CONSIGNES:
a) D'après l'entretien sur la finance verte, sur combien de critères ESG Ecofi se fonde-t-elle pour évaluer les sociétés ?
b) Recopiez le passage de l'entretien sur la finance verte qui va de « L’analyse ESG met » à « et la transition énergétique. ».

Alors que la finance verte est en plein essor, Cesare Vitali dévoile les ressorts du processus d’évaluation des potentiels débiteurs des fonds spécialisés dans l’ISR, en particulier ceux d’Ecofi, la filiale du Crédit coopératif. État des lieux d’un secteur toujours plus sélectif.

Décideurs. Comment a évolué la finance verte ces dernières années ? Où en est-on actuellement ?

Cesare Vitali. De plus en plus de sociétés de gestion ont cessé de miser sur certains secteurs sensibles. Par exemple, depuis le 1er janvier 2019, Ecofi Investissements exclut de tous ses fonds, les sociétés impliquées dans le charbon, l’argent ou le tabac. Volkswagen a également été mis à l’écart de nos potentiels investissements, tout comme les sociétés ayant leur siège social dans un paradis fiscal.

Cela vous pousse donc à créer de nouveaux produits ?

Tout à fait, citons notamment Ecofi Agir pour le Climat, un produit dédié à la transition énergétique. Ce fonds a pour but de financer des entreprises qui respectent la taxonomie verte développée par le label Greenfin. Il existe également des fonds thématiques sociaux, comme Ecofi Enjeux Futurs qui regroupe les enjeux de services à la personne et d’éducation, de santé et d’inspection, de contrôle et de certification.

Quels sont les investissements centraux auxquels Ecofi a pris part ?

Nos fonds thématiques soutiennent des sociétés dont le business model repose sur le respect de l’environnement. Nous avons notamment investi dans la société norvégienne Tomra active dans le traitement des déchets, dans l’italienne Hera, positionnée sur la gestion optimale des ressources en eau et dans Vestas Wind System, groupe éolien danois.

Comment évaluez-vous la pertinence et les éventuelles limites de l’évaluation ESG ?

L’analyse ESG met en avant certains risques que l’analyse financière ne peut pas toujours déceler, comme les risques légaux ou de réputation. Cette idée sous-tend celle d’une amélioration du ratio de risque et donc d’une corrélation positive entre performance financière de long terme et respect des critères ESG (comme l’a démontré à plusieurs reprises la recherche académique). Même si chaque fonds développe son propre processus de sélection, la plupart d’entre eux orientent leur analyse vers l’environnement et la transition énergétique.

Quels sont vos principaux critères de sélection ?

Chaque société de gestion étant libre dans son évaluation ISR, certains fonds vont, par exemple, refuser toute collaboration avec les entreprises impliquées dans les OGM, ce qui n’est pas le cas d’Ecofi. Nous évaluons les sociétés en fonction de 330 critères ESG. Ces derniers sont davantage orientés vers le niveau de qualité du processus productif, des politiques et des engagements du top management en termes d’environnement.

"Il existe une corrélation entre performance financière et respect des critères ESG"

EXTRAIT DES DONNÉES:
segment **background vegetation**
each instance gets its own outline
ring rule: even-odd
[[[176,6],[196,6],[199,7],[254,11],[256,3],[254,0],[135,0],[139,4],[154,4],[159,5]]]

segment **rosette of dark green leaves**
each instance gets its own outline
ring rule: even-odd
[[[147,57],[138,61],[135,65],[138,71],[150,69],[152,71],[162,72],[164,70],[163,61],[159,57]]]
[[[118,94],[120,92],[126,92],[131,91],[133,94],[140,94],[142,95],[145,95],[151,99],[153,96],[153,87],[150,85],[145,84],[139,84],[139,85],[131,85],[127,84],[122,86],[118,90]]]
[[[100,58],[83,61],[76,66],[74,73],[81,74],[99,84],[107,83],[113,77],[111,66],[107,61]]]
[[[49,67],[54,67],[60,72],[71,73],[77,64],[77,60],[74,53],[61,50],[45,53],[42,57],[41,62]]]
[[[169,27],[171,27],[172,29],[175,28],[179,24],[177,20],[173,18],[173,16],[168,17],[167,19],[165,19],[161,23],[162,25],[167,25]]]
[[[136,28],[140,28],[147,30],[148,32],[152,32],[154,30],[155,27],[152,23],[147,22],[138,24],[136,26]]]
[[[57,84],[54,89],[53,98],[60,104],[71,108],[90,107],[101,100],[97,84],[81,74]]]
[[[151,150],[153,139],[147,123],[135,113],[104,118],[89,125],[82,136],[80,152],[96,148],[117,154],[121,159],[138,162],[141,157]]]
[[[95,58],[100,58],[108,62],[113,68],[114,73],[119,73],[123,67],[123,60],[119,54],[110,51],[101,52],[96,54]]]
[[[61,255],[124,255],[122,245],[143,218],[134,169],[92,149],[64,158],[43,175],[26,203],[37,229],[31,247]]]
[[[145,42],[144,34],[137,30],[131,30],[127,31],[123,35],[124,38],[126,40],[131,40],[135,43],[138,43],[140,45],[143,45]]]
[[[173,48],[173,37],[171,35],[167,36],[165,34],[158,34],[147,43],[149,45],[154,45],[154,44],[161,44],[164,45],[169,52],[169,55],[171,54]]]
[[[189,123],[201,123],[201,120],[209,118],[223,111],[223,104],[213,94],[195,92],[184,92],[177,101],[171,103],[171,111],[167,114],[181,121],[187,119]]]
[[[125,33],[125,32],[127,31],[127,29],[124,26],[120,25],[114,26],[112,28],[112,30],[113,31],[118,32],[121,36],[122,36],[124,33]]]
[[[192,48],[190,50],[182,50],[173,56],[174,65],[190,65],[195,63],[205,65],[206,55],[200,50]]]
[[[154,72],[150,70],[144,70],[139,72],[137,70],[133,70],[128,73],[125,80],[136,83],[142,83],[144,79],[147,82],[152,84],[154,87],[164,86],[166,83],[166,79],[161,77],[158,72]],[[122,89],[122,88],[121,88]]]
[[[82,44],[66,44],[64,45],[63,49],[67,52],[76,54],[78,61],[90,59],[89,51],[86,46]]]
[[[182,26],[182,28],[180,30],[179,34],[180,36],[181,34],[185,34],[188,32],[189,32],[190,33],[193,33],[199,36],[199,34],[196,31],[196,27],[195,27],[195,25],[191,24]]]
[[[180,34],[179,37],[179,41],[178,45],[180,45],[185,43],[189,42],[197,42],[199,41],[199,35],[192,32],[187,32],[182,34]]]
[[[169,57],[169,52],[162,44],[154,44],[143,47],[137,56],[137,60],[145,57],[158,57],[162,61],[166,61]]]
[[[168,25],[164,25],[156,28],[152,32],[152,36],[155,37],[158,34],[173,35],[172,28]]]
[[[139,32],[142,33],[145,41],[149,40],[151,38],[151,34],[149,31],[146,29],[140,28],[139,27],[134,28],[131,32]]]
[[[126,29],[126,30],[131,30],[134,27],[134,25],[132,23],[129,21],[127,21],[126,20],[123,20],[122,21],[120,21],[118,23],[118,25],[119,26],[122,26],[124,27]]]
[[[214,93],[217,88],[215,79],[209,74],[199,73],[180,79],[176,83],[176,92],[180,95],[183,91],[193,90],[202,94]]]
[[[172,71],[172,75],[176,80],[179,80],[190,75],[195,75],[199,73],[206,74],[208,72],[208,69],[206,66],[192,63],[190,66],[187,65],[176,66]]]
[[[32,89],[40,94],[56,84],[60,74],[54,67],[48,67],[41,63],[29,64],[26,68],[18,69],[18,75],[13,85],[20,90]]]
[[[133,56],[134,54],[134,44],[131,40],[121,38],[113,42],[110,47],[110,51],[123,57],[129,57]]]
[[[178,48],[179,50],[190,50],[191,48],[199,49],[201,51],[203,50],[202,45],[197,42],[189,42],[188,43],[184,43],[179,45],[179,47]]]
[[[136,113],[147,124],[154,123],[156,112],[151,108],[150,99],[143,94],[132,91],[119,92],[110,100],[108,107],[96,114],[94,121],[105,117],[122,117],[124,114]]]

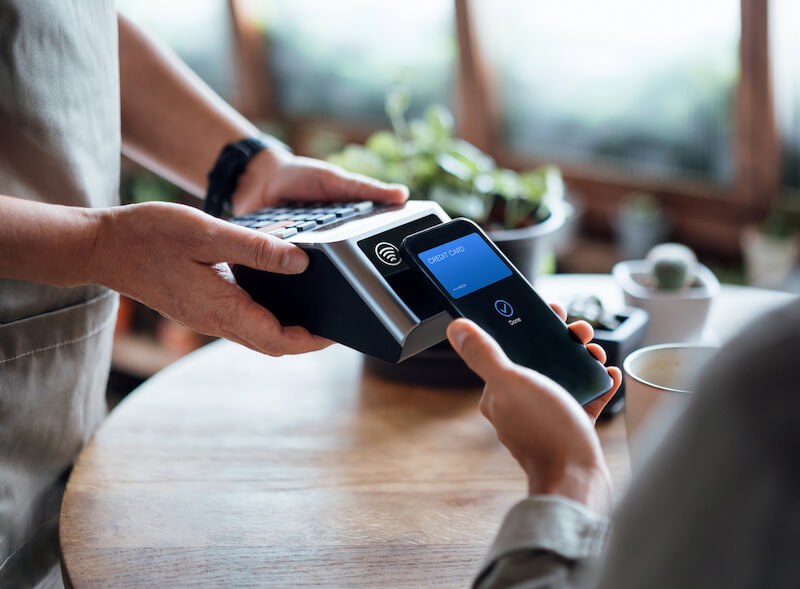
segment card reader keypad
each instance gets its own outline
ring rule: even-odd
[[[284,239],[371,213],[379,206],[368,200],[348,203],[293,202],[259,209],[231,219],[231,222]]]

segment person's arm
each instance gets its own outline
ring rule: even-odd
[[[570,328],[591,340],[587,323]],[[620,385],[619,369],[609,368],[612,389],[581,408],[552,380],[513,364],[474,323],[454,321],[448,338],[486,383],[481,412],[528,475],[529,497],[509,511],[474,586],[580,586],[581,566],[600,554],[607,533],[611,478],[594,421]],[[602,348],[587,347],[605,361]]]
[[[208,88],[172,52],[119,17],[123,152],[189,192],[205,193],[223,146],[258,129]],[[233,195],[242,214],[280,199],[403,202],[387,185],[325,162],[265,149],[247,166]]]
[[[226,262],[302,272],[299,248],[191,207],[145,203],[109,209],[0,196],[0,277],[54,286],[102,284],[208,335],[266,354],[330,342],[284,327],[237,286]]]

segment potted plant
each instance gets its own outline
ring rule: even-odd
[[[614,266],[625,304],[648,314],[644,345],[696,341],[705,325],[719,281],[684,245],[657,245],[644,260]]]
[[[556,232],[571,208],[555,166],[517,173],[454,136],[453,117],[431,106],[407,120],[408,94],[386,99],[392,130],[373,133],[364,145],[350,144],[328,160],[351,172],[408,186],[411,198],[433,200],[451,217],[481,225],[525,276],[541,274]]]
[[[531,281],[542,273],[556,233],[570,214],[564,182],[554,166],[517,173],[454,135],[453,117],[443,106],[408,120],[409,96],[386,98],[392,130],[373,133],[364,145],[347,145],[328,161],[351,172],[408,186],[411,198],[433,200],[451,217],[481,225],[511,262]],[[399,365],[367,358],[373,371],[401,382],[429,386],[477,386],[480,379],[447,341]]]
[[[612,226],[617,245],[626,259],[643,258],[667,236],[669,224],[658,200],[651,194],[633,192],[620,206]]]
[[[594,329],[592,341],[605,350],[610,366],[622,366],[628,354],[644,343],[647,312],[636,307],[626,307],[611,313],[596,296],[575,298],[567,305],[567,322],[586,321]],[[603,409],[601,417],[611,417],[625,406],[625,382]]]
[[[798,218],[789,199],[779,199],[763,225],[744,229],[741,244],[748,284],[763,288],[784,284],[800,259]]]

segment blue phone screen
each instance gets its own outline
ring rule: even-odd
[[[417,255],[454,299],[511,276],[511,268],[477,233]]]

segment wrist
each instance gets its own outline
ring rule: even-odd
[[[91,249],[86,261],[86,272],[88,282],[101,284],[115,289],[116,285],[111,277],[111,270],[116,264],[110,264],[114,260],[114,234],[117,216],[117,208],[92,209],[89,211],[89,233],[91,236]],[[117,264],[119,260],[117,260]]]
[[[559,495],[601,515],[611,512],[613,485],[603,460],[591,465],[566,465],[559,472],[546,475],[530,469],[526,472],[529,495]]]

CORRIGÉ DES EXERCICES:
a) Sur 330 critères ESG.

b)
L’analyse ESG met en avant certains risques que l’analyse financière ne peut pas toujours déceler, comme les risques légaux ou de réputation. Cette idée sous-tend celle d’une amélioration du ratio de risque et donc d’une corrélation positive entre performance financière de long terme et respect des critères ESG (comme l’a démontré à plusieurs reprises la recherche académique). Même si chaque fonds développe son propre processus de sélection, la plupart d’entre eux orientent leur analyse vers l’environnement et la transition énergétique.